▸ **What to do**: Rewrite all of the lines below, the request lines included, and raise every coordinate in the answer outlines by 129. Only the answer outlines change.

-- START Information shown --

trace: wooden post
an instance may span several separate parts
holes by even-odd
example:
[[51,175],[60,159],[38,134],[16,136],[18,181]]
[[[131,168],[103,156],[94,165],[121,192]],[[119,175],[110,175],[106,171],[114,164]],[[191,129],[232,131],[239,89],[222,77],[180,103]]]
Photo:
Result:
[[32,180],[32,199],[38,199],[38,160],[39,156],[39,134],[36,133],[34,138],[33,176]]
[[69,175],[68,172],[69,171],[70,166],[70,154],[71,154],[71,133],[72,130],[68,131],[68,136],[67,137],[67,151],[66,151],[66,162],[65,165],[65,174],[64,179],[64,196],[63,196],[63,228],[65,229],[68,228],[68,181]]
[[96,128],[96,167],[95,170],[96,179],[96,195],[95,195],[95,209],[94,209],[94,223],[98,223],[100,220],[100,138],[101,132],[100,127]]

-- END Information shown --

▸ **Output for this exercise**:
trace: wooden post
an instance may span several separate parts
holes by even-odd
example:
[[51,175],[60,159],[38,134],[16,136],[18,181]]
[[[131,168],[103,156],[94,165],[121,192]],[[119,175],[110,175],[106,171],[114,164]],[[191,129],[232,131],[239,89],[222,77],[180,103]]]
Photo:
Result:
[[161,309],[161,328],[167,328],[167,289],[168,285],[168,263],[165,262],[163,267],[162,305]]
[[198,304],[197,301],[198,300],[199,295],[199,283],[200,283],[200,262],[201,259],[197,260],[197,265],[196,266],[196,280],[195,280],[195,291],[194,294],[194,303],[193,308],[193,325],[192,325],[192,357],[194,358],[197,357],[197,310]]
[[225,257],[225,296],[224,299],[225,308],[225,324],[224,324],[224,338],[223,338],[223,352],[227,352],[229,349],[229,267],[230,261],[229,256]]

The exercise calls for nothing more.